▸ **Page text**
══════════════════════════════

LIU Tong-tong, QIANG Yin-di, HUANG Deng-li. Determination of Trace Silver in Geochemical Samples by Inductively Coupled Plasma-Mass Spectrometry with Phosphoric Acid Precipitation Separation[J]. Rock and Mineral Analysis, 2021, 40(5): 650-658. doi: 10.15898/j.cnki.11-2131/td.202105060058

Determination of Trace Silver in Geochemical Samples by Inductively Coupled Plasma-Mass Spectrometry with Phosphoric Acid Precipitation Separation

1.
Zhangye Geo-Mine Survey Institute, Non-Ferrous Metal Geological Exploration Bureau of Gansu Province, Zhangye 734000, China
2.
Lanzhou Geo-Mine Survey Institute, Non-Ferrous Metal Geological Exploration Bureau of Gansu Province, Lanzhou 730030, China

Received Date: 06 May 2021

Revised Date: 29 June 2021

Accepted Date: 28 August 2021

Publish Date: 28 September 2021

Abstract

Abstract

BACKGROUND
Standard mode with interference correction or kinetic energy discrimination mode is commonly used for the determination of trace silver in geochemical samples by inductively coupled plasma-mass spectrometry (ICP-MS). Interference of both stable isotopes of silver occurs in the mass spectrum of the oxides or hydroxides of zirconium and niobium. Moreover, for samples with a higher content of interfering elements and a lower content of silver, the determination accuracy is low, requiring separation of the interfering element from silver in the solution.

══════════════════════════════

▸ **Tasks**
1 – Write out the passage of the article text on trace silver from "Received Date: 06" to "in the solution.".
2 – Rewrite the rows from the first line through the line with "(1045, 225)", both included, replacing "drop a dot" with "place a point" and changing nothing else. Return only those lines.

══════════════════════════════

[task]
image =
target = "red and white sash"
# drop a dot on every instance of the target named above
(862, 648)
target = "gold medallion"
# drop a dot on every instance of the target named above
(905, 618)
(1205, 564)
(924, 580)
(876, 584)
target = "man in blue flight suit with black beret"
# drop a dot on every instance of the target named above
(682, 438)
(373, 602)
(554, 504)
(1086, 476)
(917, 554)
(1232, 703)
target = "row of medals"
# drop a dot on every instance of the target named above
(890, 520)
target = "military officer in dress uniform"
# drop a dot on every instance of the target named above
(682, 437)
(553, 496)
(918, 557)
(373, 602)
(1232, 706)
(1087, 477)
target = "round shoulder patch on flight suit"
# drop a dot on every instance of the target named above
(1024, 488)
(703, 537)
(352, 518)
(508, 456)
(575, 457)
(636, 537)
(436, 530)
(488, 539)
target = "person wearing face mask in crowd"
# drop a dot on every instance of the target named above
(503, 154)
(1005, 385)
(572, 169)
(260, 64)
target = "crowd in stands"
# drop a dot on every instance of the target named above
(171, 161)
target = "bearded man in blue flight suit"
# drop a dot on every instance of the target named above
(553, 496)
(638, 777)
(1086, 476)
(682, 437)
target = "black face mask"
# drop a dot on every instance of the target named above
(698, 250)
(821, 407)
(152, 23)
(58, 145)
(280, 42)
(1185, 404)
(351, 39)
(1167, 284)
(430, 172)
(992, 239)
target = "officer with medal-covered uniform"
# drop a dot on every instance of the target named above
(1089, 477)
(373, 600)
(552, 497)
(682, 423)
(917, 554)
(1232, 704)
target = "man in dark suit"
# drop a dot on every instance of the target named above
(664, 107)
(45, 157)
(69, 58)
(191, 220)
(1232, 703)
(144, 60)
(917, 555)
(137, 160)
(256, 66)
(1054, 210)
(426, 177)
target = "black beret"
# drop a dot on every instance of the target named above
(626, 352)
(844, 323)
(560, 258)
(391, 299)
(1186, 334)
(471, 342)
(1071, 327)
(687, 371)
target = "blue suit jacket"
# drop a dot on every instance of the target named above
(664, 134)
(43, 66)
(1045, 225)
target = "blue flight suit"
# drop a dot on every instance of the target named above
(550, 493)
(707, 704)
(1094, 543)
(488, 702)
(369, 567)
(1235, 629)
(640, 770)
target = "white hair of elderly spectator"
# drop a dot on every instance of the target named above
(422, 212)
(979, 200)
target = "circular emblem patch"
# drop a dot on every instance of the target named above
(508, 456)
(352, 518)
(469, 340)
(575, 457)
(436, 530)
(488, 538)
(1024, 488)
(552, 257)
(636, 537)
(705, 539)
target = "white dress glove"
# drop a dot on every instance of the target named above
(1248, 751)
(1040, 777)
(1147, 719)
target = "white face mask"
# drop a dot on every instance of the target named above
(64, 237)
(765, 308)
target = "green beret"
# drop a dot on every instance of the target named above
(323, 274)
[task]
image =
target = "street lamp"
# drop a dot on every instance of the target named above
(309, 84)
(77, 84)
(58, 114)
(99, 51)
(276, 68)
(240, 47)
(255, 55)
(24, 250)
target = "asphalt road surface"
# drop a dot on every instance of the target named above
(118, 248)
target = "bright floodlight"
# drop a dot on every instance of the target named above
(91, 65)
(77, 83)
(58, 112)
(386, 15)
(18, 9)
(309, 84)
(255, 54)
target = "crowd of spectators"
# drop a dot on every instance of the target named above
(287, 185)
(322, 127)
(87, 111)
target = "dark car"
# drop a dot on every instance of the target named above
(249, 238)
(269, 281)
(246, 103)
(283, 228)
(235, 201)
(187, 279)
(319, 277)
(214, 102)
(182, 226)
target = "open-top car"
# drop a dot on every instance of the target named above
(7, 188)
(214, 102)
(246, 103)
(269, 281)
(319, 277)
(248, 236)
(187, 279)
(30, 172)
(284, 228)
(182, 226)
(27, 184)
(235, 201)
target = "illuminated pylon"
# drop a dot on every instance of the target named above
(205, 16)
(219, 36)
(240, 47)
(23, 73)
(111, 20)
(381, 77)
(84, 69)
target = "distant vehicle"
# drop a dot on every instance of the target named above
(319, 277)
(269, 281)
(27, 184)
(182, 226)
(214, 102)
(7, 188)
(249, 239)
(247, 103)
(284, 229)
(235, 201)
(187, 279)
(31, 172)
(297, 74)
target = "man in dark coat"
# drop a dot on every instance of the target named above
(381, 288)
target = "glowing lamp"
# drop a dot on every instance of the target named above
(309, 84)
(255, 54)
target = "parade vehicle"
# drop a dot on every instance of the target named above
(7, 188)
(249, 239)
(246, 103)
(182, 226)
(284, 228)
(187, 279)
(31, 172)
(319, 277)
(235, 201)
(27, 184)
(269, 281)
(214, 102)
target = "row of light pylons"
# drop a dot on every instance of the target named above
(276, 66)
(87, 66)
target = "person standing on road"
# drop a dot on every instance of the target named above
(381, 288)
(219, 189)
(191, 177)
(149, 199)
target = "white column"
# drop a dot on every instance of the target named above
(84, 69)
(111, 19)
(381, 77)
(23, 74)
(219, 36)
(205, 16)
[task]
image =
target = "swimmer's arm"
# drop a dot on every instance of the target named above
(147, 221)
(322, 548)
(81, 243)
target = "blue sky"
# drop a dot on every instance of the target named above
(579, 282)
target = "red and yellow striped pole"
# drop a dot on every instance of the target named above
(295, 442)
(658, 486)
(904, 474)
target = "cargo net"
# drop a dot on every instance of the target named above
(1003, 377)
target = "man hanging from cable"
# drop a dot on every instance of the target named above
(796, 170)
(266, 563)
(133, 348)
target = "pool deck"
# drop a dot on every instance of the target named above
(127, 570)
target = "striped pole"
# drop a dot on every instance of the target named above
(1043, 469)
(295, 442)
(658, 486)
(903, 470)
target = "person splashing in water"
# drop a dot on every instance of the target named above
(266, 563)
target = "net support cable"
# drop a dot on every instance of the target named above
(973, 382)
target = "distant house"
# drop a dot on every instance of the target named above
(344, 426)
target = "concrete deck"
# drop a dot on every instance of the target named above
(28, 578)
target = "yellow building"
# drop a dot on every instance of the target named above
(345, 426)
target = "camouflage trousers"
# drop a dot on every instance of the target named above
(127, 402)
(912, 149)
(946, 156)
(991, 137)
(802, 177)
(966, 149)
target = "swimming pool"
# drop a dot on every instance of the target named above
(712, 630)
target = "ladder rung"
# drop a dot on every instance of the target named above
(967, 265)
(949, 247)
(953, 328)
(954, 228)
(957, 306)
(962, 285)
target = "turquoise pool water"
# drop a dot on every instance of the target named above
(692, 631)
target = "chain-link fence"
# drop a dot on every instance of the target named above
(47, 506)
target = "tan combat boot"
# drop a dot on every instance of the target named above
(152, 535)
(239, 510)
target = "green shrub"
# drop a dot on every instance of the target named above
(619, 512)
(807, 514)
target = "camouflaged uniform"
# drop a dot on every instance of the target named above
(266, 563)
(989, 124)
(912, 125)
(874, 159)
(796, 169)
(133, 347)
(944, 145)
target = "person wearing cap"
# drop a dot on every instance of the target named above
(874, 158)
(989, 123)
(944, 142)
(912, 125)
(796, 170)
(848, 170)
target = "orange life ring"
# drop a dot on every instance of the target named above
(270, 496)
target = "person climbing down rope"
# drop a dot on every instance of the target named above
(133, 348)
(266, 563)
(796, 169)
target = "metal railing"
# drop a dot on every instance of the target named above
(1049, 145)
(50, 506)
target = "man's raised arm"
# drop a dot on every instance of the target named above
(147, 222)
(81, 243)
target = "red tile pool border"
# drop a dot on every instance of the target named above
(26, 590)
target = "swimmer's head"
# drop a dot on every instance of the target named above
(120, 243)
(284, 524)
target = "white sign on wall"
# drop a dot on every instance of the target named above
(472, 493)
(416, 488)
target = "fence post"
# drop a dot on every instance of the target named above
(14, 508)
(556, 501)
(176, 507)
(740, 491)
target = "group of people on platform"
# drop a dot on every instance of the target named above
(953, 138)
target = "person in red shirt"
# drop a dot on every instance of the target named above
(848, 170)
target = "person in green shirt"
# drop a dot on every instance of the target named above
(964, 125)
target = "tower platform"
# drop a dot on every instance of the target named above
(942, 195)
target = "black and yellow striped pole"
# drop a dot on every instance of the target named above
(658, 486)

══════════════════════════════

▸ **Replies**
1 –
Received Date: 06 May 2021

Revised Date: 29 June 2021

Accepted Date: 28 August 2021

Publish Date: 28 September 2021

Abstract

Abstract

BACKGROUND
Standard mode with interference correction or kinetic energy discrimination mode is commonly used for the determination of trace silver in geochemical samples by inductively coupled plasma-mass spectrometry (ICP-MS). Interference of both stable isotopes of silver occurs in the mass spectrum of the oxides or hydroxides of zirconium and niobium. Moreover, for samples with a higher content of interfering elements and a lower content of silver, the determination accuracy is low, requiring separation of the interfering element from silver in the solution.

2 –
[task]
image =
target = "red and white sash"
# place a point on every instance of the target named above
(862, 648)
target = "gold medallion"
# place a point on every instance of the target named above
(905, 618)
(1205, 564)
(924, 580)
(876, 584)
target = "man in blue flight suit with black beret"
# place a point on every instance of the target named above
(682, 438)
(373, 602)
(554, 504)
(1086, 476)
(917, 554)
(1232, 703)
target = "row of medals"
# place a point on every instance of the target named above
(890, 520)
target = "military officer in dress uniform"
# place a point on every instance of the target named above
(682, 437)
(553, 496)
(918, 557)
(373, 602)
(1232, 706)
(1087, 477)
target = "round shoulder patch on flight suit"
# place a point on every instance of the target named above
(1024, 488)
(703, 537)
(352, 518)
(508, 456)
(575, 457)
(636, 537)
(436, 530)
(488, 539)
target = "person wearing face mask in crowd"
# place a point on every instance of the target named above
(503, 154)
(1005, 385)
(572, 169)
(260, 64)
target = "crowd in stands"
# place a point on every instance of the target named above
(171, 161)
target = "bearded man in blue flight suit"
# place a point on every instance of the target named above
(553, 496)
(638, 777)
(1086, 476)
(682, 437)
target = "black face mask"
# place a point on every instance of the target named above
(698, 250)
(821, 407)
(152, 23)
(58, 145)
(280, 42)
(1185, 404)
(351, 39)
(1167, 284)
(430, 172)
(992, 239)
target = "officer with medal-covered uniform"
# place a point on every instance of the target named above
(1089, 477)
(373, 600)
(552, 497)
(682, 423)
(917, 554)
(1232, 704)
target = "man in dark suit"
# place a point on every instance of the target named above
(664, 107)
(45, 157)
(69, 58)
(191, 220)
(1232, 703)
(144, 60)
(917, 555)
(137, 160)
(256, 66)
(1054, 210)
(426, 177)
target = "black beret"
# place a point on every instance of the target named above
(626, 352)
(844, 323)
(560, 258)
(391, 299)
(1186, 334)
(471, 342)
(1071, 327)
(687, 371)
target = "blue suit jacket"
# place a point on every instance of the target named above
(664, 134)
(43, 66)
(1045, 225)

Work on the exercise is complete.